> **PROBLEM TO WORK ON**: Return, word for word, the part of the script excerpt that opens with the words containing "Munson: You know, in" and closes with "be all right?".

━━━ PROVIDED PASSAGE

Tau: Have it your way. Kryten, where's the cat?

Kryten: Uh, please, Captain, I... I... I...

Tau: Kryten, it's an order. Where's the cat?

Kryten: (smoke begins pouring from him) I... (burbles) I... (burbles) (this continues, and gets worse)

Tau: Service mechanoid, this is Captain Louise Tau. This is a direct order; tell me where the cat is.

[Kryten's smoke thickens and he is shaking violently.]

Lister: Stop it! He's hurting himself!

Tau: Emergency override sequence Alpha Four Alpha Nine: Where's the damn cat!

[Kryten's shoulder pieces start to come off, then he explodes. His eyes fall into Tau's coffee mug.]

Munson: You know, in certain countries, that's considered a delicacy.

Tau: (to the guards) Get him repaired.

[The guards drag Kryten away.]

Lister: Is he going to be all right?

Tau: He's not the one you should be worried about. If you turn over that cat right now, I'll let you off with a reprimand. If you don't, I'm going to put you in suspended animation for the rest of this trip and you'll face criminal charges when you get back to Earth. Choose.

[Lister shifts uncomfortably, but remains silent.]

[After an external ship shot...]

[The view changes to Munson escorting Lister down a corridor.]

Lister: Does this stasis thing hurt?

Munson: Oh, it's just a kind of suspended animation. See, like X-rays can't penetrate lead, time can't penetrate a stasis field. To you, time won't exist. To us, you'll exist, but as a non-event mass with a quantum probability of zero. (spoken as though he had to think about the number)

Lister: So it >will< hurt.

Munson: Mmm.

Lister: Ah.

[Two orderlies enter, carrying a straitjacketed Rimmer on a stretcher.]

Lister: Rimmer? What happened?

Rimmer: I think I did really well this time!

[The orderlies continue their transport of Rimmer.]

Lister: Let's get this overwith.

[Kochanski enters.]

Kochanski: Dave?

Lister: Chris!

Kochanski: Uh, listen... I heard what you did. I probably would have done the same thing in your shoes.

[They look at each other uncomfortably, then begin to turn away.]

Lister: Uh, Chris...

Kochanski: What?

Lister: See you in six months.

[Again, they look at each other, silent. Then Lister heads back toward the stasis chamber and walks in. The door closes as Kochanski goes to the window and looks in at him. She mouths the words "I love you" to him.]

Lister: (thinks) "I lick you"? (realizes) Holy smeg! "I love you"! Hey! (pounds on the door) Let me out of here! I'll talk!

[The stasis field engages and Lister stops moving suddenly. Munson checks his watch.]

[Exterior ship view.]

THREE MILLION YEARS LATER....

[Back at the stasis chamber.]

[The field shuts down, and Lister starts pounding on the door again just before the door opens.]

Lister: (runs out) I'll talk! I'll talk! (stops running, noticing no one in the room) Christine! (checks down a side corridor) Chris! (his voice echoes in the silence of the darkened walkway, then he returns to in front of the stasis chamber) Munson? (confusedly concerned) Hello...

[A monitor behind him shows static until Holly's face appears, but with her hair let down. She speaks unusually happily and wears a ditzy grin.]

Holly: Hi, Dave! I think you'd better come up to the command bridge.

━━━━━━
━━━ GIVEN RECORDS

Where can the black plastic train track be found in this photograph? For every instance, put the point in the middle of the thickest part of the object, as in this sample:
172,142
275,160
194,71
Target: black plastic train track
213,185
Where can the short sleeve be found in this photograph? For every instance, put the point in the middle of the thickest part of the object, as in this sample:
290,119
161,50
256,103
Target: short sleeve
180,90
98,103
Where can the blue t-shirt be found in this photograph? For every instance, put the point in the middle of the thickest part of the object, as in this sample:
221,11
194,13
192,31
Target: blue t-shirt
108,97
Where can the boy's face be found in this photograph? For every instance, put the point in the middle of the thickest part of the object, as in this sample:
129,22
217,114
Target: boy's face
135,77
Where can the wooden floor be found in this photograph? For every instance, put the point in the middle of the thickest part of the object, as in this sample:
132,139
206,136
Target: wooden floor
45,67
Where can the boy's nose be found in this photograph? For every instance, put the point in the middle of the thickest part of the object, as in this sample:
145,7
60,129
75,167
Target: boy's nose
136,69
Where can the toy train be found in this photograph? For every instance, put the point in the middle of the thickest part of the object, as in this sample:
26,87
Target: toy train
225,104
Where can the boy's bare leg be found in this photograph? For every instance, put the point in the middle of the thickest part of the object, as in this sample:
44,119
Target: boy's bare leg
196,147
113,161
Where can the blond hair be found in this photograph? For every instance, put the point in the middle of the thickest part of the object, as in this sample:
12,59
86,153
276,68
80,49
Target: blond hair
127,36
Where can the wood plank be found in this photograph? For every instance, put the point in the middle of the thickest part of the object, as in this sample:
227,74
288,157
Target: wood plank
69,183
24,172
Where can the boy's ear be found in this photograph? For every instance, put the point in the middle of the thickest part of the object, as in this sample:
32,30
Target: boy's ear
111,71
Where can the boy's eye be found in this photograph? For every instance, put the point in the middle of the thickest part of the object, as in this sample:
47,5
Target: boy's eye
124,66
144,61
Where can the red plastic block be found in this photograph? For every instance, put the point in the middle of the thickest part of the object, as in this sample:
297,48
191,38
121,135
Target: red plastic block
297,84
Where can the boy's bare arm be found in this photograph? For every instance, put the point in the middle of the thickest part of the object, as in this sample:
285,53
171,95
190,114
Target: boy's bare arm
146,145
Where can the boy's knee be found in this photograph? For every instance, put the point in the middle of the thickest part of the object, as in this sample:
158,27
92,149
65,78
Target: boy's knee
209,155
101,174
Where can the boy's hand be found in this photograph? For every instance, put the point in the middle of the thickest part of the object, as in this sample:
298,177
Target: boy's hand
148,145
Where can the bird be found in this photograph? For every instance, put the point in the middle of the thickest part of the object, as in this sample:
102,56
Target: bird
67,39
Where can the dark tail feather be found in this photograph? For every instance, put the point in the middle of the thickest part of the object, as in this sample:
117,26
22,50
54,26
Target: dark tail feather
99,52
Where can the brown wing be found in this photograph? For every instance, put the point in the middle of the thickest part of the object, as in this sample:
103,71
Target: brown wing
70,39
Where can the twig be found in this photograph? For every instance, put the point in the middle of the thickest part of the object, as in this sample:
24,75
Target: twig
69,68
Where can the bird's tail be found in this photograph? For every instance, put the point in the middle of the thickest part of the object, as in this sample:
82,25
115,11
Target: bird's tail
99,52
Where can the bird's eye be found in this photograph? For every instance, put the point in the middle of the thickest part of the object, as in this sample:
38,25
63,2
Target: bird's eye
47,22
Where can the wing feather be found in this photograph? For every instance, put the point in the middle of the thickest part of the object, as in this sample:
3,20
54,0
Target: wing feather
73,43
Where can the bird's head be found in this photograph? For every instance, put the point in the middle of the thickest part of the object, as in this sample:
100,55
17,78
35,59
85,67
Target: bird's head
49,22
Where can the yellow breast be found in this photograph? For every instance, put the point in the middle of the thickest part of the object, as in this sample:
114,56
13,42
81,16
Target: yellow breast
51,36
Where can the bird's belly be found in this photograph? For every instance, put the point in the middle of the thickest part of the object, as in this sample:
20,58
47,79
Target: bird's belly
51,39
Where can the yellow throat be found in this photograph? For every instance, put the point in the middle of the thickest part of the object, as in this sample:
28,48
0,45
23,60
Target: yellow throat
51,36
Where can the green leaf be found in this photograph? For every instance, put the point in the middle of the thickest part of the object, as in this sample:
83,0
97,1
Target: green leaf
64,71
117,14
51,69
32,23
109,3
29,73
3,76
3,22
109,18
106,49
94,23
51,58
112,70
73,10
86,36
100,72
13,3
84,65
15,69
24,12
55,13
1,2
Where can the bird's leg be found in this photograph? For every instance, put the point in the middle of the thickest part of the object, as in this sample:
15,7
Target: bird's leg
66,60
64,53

━━━━━━

> **TASK RESPONSE**:
Munson: You know, in certain countries, that's considered a delicacy.

Tau: (to the guards) Get him repaired.

[The guards drag Kryten away.]

Lister: Is he going to be all right?